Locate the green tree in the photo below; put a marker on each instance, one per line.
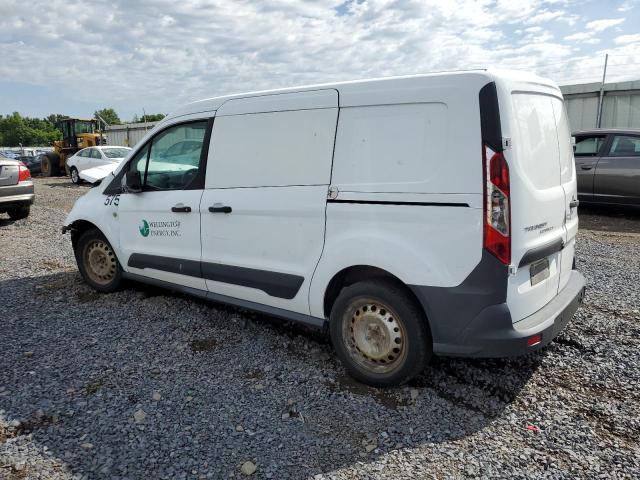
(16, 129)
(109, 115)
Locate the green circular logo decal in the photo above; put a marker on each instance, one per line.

==

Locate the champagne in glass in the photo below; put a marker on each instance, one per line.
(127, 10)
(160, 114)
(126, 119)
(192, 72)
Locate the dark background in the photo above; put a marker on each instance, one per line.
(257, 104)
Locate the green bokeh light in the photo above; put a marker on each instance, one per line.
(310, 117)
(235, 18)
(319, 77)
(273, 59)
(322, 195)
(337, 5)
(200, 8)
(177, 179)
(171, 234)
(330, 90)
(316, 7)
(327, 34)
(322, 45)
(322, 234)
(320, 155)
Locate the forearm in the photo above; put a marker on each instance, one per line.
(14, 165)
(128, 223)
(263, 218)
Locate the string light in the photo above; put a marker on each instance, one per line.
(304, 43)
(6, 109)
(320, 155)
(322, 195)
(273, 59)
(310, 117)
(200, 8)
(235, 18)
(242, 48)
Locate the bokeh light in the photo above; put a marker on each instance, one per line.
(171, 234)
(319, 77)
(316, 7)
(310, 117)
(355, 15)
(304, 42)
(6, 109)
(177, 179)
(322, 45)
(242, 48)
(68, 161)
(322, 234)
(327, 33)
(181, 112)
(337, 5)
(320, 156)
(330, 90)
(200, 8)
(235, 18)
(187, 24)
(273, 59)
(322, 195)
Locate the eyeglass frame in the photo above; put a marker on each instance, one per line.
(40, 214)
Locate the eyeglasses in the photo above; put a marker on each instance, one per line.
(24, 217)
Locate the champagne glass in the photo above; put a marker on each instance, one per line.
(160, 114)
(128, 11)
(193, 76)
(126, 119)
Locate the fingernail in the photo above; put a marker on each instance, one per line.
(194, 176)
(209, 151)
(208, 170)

...

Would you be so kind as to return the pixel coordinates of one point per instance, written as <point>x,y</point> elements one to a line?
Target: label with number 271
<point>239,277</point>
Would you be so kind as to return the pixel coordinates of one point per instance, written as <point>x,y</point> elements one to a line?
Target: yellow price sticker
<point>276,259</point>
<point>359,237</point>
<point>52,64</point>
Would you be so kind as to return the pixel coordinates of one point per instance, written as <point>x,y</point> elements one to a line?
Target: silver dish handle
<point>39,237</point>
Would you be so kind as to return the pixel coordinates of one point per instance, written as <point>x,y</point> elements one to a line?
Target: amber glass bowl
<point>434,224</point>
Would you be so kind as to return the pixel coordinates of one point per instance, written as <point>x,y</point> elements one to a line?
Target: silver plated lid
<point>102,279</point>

| TASK ITEM |
Nothing but the lines from the one with "Locate the green tree" up to and including the one with "Locate the green circular" should be printed, exactly as they read above. Please keep the pictures out.

| OUTPUT OF THE TASK |
Locate the green tree in the photo below; put a marker on each instance, one per line.
(16, 129)
(109, 115)
Locate the green circular logo decal in the photo above; put a marker on each instance, one per line.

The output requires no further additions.